▶ _THE PROBLEM_
Starting at the line that contains "the skin pore", transcribe each line exactly through the last line of the data. Include nothing else.

▶ _EXTRACTED ENTRIES_

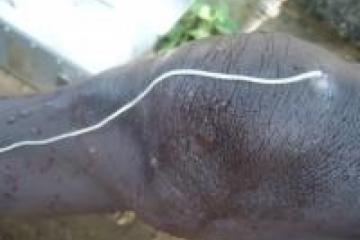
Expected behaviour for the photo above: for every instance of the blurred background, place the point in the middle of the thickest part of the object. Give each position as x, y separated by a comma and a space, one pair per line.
46, 44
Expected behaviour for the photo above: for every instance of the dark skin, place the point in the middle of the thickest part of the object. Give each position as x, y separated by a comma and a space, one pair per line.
200, 159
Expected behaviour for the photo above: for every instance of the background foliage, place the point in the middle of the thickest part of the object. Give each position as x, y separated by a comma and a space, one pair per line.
201, 21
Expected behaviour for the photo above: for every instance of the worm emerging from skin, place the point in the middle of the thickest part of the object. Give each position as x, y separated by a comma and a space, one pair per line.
162, 77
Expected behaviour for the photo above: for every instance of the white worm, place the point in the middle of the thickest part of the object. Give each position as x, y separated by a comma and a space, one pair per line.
150, 87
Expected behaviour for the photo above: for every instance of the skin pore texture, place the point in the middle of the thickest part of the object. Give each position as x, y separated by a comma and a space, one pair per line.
197, 158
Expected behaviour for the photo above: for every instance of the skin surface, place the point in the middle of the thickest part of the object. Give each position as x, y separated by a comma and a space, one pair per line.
198, 158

▶ _RESPONSE FOR THIS EXERCISE_
Expected behaviour for the photo above: for every instance of the skin pore texture, place the point in the middle of the thickest part of the object. Give each position as x, y separated by a comma and a space, one pair per line.
197, 158
Expected behaviour for the photo above: for every instance of the skin surface, place the point in the middle of the thickest part of the object. Give each position as x, y separated by a comma and a space, one pair per line.
198, 158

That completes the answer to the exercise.